(begin)

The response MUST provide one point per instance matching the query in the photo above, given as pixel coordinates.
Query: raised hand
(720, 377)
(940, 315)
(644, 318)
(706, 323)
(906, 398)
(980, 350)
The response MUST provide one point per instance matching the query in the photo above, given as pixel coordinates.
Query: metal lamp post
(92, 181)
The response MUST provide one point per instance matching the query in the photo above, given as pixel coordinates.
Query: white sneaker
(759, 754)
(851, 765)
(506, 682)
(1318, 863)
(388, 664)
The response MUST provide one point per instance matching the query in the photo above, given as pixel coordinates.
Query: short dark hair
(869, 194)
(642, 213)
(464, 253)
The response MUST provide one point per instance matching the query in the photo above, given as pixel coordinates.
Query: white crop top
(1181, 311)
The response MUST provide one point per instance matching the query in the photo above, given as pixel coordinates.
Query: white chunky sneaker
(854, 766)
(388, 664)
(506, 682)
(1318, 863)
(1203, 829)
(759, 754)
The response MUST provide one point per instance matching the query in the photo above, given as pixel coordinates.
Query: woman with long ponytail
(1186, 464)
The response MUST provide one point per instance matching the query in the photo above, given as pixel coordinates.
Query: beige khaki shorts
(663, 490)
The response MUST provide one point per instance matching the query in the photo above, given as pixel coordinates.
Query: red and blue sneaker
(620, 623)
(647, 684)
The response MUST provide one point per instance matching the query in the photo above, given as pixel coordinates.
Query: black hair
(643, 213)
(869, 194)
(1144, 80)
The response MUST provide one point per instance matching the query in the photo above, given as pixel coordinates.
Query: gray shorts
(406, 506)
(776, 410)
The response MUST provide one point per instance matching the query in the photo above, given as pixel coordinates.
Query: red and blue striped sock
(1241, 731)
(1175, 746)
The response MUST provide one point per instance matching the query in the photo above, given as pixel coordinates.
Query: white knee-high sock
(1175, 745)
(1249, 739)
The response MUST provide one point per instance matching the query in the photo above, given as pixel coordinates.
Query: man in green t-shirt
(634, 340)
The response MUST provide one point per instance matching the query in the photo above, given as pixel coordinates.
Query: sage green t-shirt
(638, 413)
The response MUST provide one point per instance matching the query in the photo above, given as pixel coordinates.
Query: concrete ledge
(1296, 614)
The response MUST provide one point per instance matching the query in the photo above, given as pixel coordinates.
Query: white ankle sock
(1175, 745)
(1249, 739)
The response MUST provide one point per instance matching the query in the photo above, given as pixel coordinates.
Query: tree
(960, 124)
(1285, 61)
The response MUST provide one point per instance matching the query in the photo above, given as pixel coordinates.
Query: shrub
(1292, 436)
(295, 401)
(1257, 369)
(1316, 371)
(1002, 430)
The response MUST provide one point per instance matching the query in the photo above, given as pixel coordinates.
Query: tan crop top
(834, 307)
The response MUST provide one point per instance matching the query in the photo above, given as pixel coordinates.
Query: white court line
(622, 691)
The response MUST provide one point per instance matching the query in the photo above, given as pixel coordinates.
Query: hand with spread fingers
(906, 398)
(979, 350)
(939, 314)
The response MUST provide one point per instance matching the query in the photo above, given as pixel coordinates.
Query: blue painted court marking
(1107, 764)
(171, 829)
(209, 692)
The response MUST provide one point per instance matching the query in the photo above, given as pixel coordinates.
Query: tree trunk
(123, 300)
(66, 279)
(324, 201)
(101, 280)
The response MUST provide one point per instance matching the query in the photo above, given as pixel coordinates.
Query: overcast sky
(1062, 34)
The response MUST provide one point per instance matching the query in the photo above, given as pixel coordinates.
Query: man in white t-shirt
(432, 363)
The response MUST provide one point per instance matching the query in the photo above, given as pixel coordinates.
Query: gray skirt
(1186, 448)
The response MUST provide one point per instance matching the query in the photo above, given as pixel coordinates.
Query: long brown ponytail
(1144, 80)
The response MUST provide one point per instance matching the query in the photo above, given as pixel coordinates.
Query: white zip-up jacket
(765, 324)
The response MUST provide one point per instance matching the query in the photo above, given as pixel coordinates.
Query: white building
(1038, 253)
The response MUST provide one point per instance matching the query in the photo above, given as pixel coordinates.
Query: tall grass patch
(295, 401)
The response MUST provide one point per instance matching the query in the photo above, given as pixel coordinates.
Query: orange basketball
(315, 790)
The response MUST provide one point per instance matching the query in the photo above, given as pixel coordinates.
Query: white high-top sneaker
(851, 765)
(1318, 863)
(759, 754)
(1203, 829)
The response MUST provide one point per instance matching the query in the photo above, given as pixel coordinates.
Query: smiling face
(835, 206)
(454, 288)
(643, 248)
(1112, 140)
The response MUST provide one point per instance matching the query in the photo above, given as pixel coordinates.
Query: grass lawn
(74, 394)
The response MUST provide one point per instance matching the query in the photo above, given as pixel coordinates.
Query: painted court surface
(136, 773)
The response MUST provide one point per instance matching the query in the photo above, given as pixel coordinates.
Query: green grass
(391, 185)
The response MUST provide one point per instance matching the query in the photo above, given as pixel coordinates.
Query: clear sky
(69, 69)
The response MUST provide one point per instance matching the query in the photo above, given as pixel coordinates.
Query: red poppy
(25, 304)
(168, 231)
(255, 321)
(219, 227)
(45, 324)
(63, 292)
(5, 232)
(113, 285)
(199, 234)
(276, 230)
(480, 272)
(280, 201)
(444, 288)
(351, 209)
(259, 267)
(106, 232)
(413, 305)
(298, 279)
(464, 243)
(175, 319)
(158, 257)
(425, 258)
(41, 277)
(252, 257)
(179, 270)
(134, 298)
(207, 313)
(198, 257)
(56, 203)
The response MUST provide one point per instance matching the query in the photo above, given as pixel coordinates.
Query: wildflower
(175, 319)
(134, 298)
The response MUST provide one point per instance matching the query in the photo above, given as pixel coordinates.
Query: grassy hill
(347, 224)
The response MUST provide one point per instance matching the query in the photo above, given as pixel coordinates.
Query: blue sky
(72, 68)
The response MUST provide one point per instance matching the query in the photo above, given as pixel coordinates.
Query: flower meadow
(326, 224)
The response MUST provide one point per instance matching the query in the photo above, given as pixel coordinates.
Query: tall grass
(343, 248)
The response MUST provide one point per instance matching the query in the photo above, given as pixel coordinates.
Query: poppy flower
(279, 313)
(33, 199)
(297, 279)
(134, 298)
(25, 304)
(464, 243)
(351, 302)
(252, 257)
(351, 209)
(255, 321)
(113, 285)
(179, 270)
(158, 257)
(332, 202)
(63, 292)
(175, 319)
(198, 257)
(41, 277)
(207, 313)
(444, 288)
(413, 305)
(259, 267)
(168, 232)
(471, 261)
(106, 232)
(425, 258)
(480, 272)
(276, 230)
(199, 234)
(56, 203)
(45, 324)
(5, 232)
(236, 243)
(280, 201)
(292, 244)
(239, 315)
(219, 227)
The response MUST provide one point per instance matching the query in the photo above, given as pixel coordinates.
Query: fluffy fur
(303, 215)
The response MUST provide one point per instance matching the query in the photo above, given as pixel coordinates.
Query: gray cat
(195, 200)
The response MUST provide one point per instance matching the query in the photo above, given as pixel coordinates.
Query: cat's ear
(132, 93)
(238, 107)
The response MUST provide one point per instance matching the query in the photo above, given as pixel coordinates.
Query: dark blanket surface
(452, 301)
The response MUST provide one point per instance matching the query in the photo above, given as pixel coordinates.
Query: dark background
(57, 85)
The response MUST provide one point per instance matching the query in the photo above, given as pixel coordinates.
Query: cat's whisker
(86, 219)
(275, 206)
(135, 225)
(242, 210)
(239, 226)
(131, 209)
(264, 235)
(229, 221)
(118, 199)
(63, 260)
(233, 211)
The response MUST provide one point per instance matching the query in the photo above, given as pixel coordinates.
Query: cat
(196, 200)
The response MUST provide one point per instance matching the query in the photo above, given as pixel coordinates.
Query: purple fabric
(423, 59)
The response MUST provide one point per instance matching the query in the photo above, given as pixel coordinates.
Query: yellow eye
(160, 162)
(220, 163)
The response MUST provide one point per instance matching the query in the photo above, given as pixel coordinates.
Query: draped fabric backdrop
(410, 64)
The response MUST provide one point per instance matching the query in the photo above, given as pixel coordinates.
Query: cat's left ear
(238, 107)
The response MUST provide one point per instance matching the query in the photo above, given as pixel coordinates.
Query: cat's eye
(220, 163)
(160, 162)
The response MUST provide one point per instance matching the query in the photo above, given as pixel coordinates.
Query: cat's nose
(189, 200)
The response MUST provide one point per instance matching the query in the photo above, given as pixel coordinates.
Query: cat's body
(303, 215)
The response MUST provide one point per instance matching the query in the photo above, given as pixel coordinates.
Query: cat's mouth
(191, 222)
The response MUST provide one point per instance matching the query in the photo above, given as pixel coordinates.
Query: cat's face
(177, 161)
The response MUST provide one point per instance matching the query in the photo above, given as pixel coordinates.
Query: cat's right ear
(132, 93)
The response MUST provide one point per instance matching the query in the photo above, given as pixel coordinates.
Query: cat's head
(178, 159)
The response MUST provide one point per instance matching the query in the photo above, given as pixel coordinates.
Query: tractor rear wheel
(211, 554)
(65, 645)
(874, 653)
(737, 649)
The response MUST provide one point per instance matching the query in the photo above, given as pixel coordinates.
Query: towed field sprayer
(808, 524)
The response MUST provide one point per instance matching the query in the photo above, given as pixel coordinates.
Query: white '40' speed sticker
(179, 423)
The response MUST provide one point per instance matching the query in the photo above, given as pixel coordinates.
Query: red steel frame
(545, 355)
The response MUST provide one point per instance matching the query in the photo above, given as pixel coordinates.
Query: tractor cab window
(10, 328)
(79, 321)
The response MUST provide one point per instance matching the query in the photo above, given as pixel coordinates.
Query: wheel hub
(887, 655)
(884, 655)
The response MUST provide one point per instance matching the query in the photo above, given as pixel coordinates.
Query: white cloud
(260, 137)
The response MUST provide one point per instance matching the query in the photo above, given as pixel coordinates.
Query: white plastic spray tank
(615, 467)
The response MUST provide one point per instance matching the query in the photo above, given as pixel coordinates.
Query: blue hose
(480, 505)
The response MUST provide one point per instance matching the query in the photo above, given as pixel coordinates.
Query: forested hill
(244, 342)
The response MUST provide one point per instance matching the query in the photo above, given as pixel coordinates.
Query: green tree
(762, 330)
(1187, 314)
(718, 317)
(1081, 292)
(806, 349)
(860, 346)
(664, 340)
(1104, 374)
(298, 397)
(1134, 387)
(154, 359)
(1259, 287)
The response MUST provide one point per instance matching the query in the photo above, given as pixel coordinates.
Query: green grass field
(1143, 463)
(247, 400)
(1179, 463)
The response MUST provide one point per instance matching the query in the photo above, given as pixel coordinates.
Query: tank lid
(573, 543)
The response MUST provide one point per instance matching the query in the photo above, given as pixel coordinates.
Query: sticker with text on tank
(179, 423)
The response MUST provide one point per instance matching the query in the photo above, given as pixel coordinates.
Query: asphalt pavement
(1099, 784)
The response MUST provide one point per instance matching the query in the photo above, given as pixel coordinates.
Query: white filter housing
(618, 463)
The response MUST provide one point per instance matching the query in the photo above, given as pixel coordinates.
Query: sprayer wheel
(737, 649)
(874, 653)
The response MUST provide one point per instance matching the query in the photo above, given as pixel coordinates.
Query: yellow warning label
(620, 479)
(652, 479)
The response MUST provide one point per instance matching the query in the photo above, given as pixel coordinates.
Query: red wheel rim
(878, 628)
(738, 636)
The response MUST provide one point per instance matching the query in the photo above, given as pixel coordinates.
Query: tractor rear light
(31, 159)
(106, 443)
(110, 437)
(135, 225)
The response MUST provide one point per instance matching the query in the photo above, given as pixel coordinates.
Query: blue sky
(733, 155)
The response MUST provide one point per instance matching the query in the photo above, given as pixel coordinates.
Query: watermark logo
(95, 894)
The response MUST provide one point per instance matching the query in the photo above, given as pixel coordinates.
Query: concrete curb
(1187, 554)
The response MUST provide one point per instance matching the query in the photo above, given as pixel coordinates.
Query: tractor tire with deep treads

(end)

» What is required: Collect every line of the material that contains the string "field".

» Full output:
Query: towed field sprayer
Query: green grass field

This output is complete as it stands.